# [TUGAS DAN LATIHAN]
a: Jawab pertanyaan berikut berdasarkan teks tentang tudung saji.
(i) Pulau mana yang dikunjungi pada pagi hari?
(ii) Kendaraan apa yang dipakai selama perjalanan?
(iii) Bahasa apa yang dipakai dalam semua percakapan?
b: Ketik ulang bagian teks tentang tudung saji yang dibuka dengan kata-kata yang memuat "Kami sudah diperingatkan" dan ditutup dengan "sambil menggendong anaknya.".

# [TEKS DOKUMEN]
★ ★ ★ ★ ★ ★ ★

Tudung Saji Unik Memantik Rasa Lapar

tudung-saji-mantang

Tudung Saji Unik Memantik Rasa Lapar - Suatu ketika, saya mengikuti perjalanan seorang calon kepala daerah menjelang Pilkada Bintan. Kala itu saya berkeliling Pulau Dendun lalu ke Pulau Mantang. Paginya di Dendun, siangnya sampai malam di Mantang.

Nah di Mantang, saya lupa Mantang mana karena ada banyak Mantang. Maklum ini adalah sebuah kecamatan sehingga ada banyak desa. 

Perjalanan menggunakan sepeda motor membuat tubuh rasanya capek. Apalagi jalannya tentu saja seperti aspal di kota. Malahan ada jalan yang benar-benar membuat kami semua satu rombongan serasa menari di atas jok sepeda motor.

Kami sudah diperingatkan oleh warga, bakal melewati jalan yang cukup parah. Kondisi jalan ini pula yang sempat dicurhatkan beberapa warga kepada calon kepala daerah yang saya ikuti perjalanannya.

"Dari saya kecil sampai saya punya anak kecil jalannya seperti itu terus," ungkap seorang perempuan muda sambil menggendong anaknya.

Lalu calon kepala daerah menjawab sambil berseloroh, "Untung tak lahir di tengah jalan bayinya."

Semua percakapan benar-benar menggunakan bahasa Melayu yang sangat khas. Berbeda dengan di Tanjungpinang, sudah mengalami perbedaan.

Kalau Anda suatu ketika diajak tim sukses salah satu calon kepala daerah, ikuti saja. Nggak perlu khawatir, soal makan tidak akan pernah kekurangan. Jadi makan di sebuah rumah tokoh warga pendukung calon, menunya berbeda. 

Di kampung lain sajian untuk kita juga berbeda. Namun ada satu jamuan makan yang masih teringat sampai tulisan ini saya buat. Padahal Pilkada sudah berlalu sekian bulan. Mohon jangan ditanyakan mengapa saya baru menulisnya sekarang?

★ ★ ★ ★ ★ ★ ★

# [DATA YANG DITAMPILKAN]
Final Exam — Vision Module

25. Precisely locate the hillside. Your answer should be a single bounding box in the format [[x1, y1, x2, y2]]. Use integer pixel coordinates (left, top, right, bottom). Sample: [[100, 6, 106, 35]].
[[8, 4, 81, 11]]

★ ★ ★ ★ ★ ★ ★

# [JAWABAN LATIHAN]
a:
(i) Pulau Dendun.
(ii) Sepeda motor.
(iii) Bahasa Melayu yang sangat khas.

b:
Kami sudah diperingatkan oleh warga, bakal melewati jalan yang cukup parah. Kondisi jalan ini pula yang sempat dicurhatkan beberapa warga kepada calon kepala daerah yang saya ikuti perjalanannya.

"Dari saya kecil sampai saya punya anak kecil jalannya seperti itu terus," ungkap seorang perempuan muda sambil menggendong anaknya.